[Excerpted passage start]
[net.sources] correct misspellings in a text file

rik@ucla-cs.UUCP (05/06/85)

Here's a program I use all the time to correct a text file.  It is
different from "spellfix" posted recently in that it makes the changes
to the file directly.  It is a Bourne shell script but I heard that a
similar program (written in C and therefore probably more efficient)
was posted a couple of years ago.  If somebody has a copy of that,
please post so that we can compare.

Rik Verstraete.
ARPA: rik@UCLA-CS.ARPA
UUCP: ...!{cepu,ihnp4,trwspp,ucbvax}!ucla-cs!rik
------------------------------------------------------------------------
#!/bin/sh
# This is a shell archive, meaning:
# 1. Remove everything above the #!/bin/sh line.
# 2. Save the resulting text in a file.
# 3. Execute the file with /bin/sh (not csh) to create the files:
#	correct.1
#	correct
# This archive created: Mon May  6 09:48:33 1985
export PATH; PATH=/bin:$PATH
echo cshar: extracting "'correct.1'" '(4126 characters)'
if test -f 'correct.1'
then
	echo cshar: over-writing existing file "'correct.1'"
[Excerpted passage end]
[Available data start]
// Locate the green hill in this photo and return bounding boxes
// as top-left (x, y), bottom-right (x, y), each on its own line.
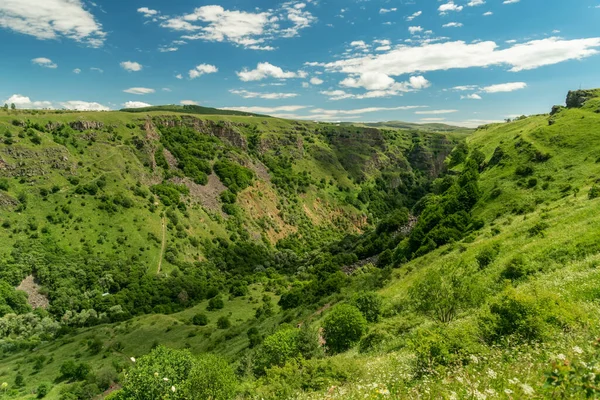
[Available data end]
» Objective
In the post about correcting misspellings in a text file, how does the program differ from "spellfix"?

» Written reply
It makes the changes to the file directly.